*WRITTEN EXERCISE 1:* In the heating issue thread, what did the Nissan shop do to the 2003 Altima's heater?

-- Start of SELECTED EXTRACT --

# Heating Issue



## Obs (Oct 10, 2005)

I've got an '04 altima, and seems to have the issue of once the car is heated up, the heater runs fine, however, when I stop (at for instance a streetlight) I start blowing cooler / cold air.

Ideas?


----------



## skippymud (Aug 6, 2004)

Obs said:


> I've got an '04 altima, and seems to have the issue of once the car is heated up, the heater runs fine, however, when I stop (at for instance a streetlight) I start blowing cooler / cold air.
> 
> Ideas?


Pls read my entry, title is '04 Maxima heating issue

have you found an answer on your end?

Ken [email protected]


----------



## Mr Cancun (Dec 9, 2005)

*Same problem with 2003 Altima*

My wife's 2003 Nissan Altima blows cold air at stop signs & sometimes hot air when she drives. The car is not even 2 years old & has only 30k mileage. She mentioned the heat issue last winter but our winter time is not very long here and she survived without little heat. But yesterday we had an ice storm....

I think Nissan knows they have a problem.
http://www.nissanhelp.com/ownership/bulletins/nissan/2002/NTB02-047.htm

As of today(after the big freeze), she took the car into the dealership that she bought it from and had to pay $100 to get it fixed(they say this is NOT a coverd item). Now realize that the heater has never worked right from day one PLUS she paid over $1,200.00 dollars for a "Security Plus" warranty that was sold to her by the salesman saying that "it covered EVERYTHING except tires & batteries and oil changes." She found out different today..

The Nissan shop did bleed the air bubbles out & it seems to be working (it has been 8 hours since). My problem is shouldn't this be covered in the basic 3 year, 36,000 mile warranty or ATLEAST in the overpaid Security Plus VPP ?? She is NOT a happy camper(nor I). Any thoughts on a resolution?? Looks like the dealership will get there money back from Nissan by submitting a PO. I think I am more mad about the principle of the problem not being covered by the dealer as it should have been at no extra cost and is the warranty a REALLY good investment. If you search the internet you will find many people who are experiencing the same problem.

-- End of SELECTED EXTRACT --
-- Start of RECORDS SUPPLIED --

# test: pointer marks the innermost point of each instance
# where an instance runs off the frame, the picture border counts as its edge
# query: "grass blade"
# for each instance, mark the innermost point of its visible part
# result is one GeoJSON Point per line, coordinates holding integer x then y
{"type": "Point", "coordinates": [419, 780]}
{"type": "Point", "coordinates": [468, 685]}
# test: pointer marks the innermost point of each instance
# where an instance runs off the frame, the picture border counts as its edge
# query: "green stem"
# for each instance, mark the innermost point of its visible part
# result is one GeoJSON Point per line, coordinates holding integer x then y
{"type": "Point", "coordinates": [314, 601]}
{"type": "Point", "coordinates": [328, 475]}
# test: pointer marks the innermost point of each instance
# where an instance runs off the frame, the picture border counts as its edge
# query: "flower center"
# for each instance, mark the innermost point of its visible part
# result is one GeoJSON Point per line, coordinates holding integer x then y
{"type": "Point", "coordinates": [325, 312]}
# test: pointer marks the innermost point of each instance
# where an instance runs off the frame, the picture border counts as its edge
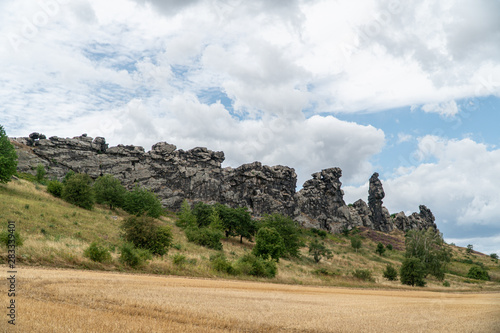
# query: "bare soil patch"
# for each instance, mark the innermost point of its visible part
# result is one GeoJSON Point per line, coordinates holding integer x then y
{"type": "Point", "coordinates": [53, 300]}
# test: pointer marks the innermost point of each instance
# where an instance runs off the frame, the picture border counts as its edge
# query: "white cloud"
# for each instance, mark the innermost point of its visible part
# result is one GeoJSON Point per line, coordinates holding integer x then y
{"type": "Point", "coordinates": [445, 109]}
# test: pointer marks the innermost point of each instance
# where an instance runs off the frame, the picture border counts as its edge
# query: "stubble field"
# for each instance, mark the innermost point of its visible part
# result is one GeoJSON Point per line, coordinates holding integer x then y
{"type": "Point", "coordinates": [53, 300]}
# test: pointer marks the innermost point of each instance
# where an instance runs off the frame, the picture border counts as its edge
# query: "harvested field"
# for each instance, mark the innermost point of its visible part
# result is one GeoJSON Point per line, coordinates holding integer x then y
{"type": "Point", "coordinates": [51, 300]}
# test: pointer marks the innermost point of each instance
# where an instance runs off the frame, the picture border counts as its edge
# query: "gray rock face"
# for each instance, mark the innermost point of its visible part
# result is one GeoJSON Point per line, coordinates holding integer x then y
{"type": "Point", "coordinates": [197, 175]}
{"type": "Point", "coordinates": [416, 221]}
{"type": "Point", "coordinates": [262, 189]}
{"type": "Point", "coordinates": [379, 216]}
{"type": "Point", "coordinates": [321, 198]}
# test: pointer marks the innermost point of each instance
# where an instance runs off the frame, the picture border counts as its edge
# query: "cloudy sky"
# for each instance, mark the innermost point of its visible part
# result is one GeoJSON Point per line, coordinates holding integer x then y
{"type": "Point", "coordinates": [410, 90]}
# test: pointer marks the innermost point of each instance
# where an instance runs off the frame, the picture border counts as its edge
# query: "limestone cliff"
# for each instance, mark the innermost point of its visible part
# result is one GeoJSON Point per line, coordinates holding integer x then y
{"type": "Point", "coordinates": [197, 175]}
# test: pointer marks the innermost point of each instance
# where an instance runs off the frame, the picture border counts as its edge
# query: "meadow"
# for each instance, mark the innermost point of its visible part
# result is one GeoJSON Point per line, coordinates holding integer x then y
{"type": "Point", "coordinates": [61, 300]}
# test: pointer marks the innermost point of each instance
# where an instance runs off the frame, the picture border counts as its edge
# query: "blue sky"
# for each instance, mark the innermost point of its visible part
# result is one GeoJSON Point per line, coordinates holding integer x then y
{"type": "Point", "coordinates": [407, 90]}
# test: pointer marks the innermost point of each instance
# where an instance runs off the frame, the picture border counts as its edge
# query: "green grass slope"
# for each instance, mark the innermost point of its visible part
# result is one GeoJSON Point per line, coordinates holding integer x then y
{"type": "Point", "coordinates": [56, 234]}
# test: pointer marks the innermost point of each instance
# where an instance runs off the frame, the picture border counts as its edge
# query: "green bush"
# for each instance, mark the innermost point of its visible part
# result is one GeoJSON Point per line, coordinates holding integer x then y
{"type": "Point", "coordinates": [268, 244]}
{"type": "Point", "coordinates": [55, 188]}
{"type": "Point", "coordinates": [78, 191]}
{"type": "Point", "coordinates": [250, 264]}
{"type": "Point", "coordinates": [319, 250]}
{"type": "Point", "coordinates": [5, 238]}
{"type": "Point", "coordinates": [147, 233]}
{"type": "Point", "coordinates": [219, 263]}
{"type": "Point", "coordinates": [288, 230]}
{"type": "Point", "coordinates": [205, 237]}
{"type": "Point", "coordinates": [478, 273]}
{"type": "Point", "coordinates": [97, 253]}
{"type": "Point", "coordinates": [390, 273]}
{"type": "Point", "coordinates": [380, 249]}
{"type": "Point", "coordinates": [363, 274]}
{"type": "Point", "coordinates": [179, 259]}
{"type": "Point", "coordinates": [140, 201]}
{"type": "Point", "coordinates": [109, 191]}
{"type": "Point", "coordinates": [412, 272]}
{"type": "Point", "coordinates": [132, 256]}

-- End of RECORDS SUPPLIED --

*WRITTEN EXERCISE 2:* Pull out every line of the entries that contains the string "field".

*RESULT 1:* It bled the air bubbles out.

*RESULT 2:*
# query: "stubble field"
# query: "harvested field"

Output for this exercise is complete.